Bring together copies of the lines in the data below that contain the word "marker".

Exercise materials:
-*-*-

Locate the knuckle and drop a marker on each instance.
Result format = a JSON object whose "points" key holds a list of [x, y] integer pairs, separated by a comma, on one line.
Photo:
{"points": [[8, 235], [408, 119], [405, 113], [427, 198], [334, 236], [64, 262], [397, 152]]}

-*-*-

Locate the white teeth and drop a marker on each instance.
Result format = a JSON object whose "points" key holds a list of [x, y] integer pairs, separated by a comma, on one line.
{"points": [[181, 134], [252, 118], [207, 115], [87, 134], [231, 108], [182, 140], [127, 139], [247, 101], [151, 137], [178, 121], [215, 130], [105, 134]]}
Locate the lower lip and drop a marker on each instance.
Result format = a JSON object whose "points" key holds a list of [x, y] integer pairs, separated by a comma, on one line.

-*-*-

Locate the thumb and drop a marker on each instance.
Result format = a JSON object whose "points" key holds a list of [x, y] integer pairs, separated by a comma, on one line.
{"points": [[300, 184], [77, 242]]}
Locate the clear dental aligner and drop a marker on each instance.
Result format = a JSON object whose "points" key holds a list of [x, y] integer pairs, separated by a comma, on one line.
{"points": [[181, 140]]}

-*-*-

Answer box:
Locate the knuckle and drop a marker on each instance.
Locate the white teeth and drop a marker on each instance.
Locate the lower lip and drop a marker on each instance.
Locate the thumb and drop a marker on each instance.
Locate the clear dental aligner and drop a marker on each instance.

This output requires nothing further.